-- Do this --
Output an exact reproduction of the data.

——

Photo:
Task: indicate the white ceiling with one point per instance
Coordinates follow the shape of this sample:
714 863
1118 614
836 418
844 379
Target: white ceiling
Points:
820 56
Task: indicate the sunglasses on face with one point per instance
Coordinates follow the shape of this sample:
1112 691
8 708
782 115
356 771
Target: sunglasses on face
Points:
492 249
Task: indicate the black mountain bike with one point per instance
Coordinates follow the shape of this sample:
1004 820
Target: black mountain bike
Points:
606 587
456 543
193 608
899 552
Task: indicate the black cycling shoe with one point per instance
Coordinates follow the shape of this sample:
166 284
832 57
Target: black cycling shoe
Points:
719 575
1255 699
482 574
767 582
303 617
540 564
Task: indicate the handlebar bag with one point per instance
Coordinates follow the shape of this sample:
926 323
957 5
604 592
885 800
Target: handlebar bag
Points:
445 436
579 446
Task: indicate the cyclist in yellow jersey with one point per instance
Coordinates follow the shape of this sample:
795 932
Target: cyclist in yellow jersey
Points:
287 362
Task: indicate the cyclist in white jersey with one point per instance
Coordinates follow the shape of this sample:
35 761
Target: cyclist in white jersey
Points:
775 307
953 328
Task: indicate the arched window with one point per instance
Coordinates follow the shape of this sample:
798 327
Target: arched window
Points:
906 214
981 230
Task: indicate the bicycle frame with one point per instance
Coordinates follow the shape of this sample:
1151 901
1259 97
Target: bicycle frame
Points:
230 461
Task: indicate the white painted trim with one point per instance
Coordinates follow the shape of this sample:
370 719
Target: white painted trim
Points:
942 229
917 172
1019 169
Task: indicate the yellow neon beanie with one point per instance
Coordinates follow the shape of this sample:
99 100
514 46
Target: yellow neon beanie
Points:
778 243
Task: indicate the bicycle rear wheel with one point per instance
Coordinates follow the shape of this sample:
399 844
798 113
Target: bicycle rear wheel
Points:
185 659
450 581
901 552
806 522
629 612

——

-- Result for this exercise --
Photo:
Task: indicate the white ceiling with one point per instance
Coordinates follow the shape of this sample:
714 863
1118 614
836 418
844 379
Target: white ceiling
Points:
820 56
Task: indicate the sunglasses on face with one point per instance
Coordinates follow the shape of this sample:
1112 691
8 708
782 115
356 771
Target: sunglasses on face
Points:
492 249
Task: indicate the black mountain bike with one point per instance
Coordinates follow the shape of this sample:
1004 820
Target: black mountain bike
Points:
606 587
456 543
193 608
899 552
Task: indicate the black cycling shoe with one point per instance
Coordinates follow the shape of this sample:
166 284
832 57
Target: black cycling shoe
Points:
719 575
1255 699
482 574
767 582
303 617
540 564
Task: indicate the handlebar bag with one point per instance
Coordinates follow the shape of this sample:
926 323
957 5
604 592
885 800
Target: handlebar bag
Points:
445 436
579 446
Task: indicate the cyclist in yellow jersey with one point per instance
Coordinates follow the shape of this sample:
795 932
Target: cyclist in yellow jersey
Points:
287 362
Task: indicate the cyclist in white jersey with one point per instance
Coordinates follow the shape of this sample:
35 761
Target: cyclist in white jersey
Points:
775 307
953 328
Task: indicate the arched window with one point per instance
Coordinates follow the shape of this sample:
798 327
Target: arched window
Points:
906 214
981 230
Task: indicate the bicycle frame with one point per instance
Coordinates follow the shape of this sample:
1151 901
1259 97
Target: bicycle frame
Points:
230 461
Task: indicate the white painted trim with one point per instance
Coordinates follow the shape of this sample:
370 719
Target: white painted trim
Points:
942 229
917 172
1019 169
Task: indicate the yellow neon beanie with one point per instance
Coordinates follow the shape of this sample:
99 100
514 46
Target: yellow neon beanie
Points:
778 243
Task: indicate the bicycle rear wheel with one point per instance
Coordinates follow the shape of this sample:
399 844
798 113
Target: bicycle rear wheel
Points:
185 659
450 581
901 552
806 522
629 612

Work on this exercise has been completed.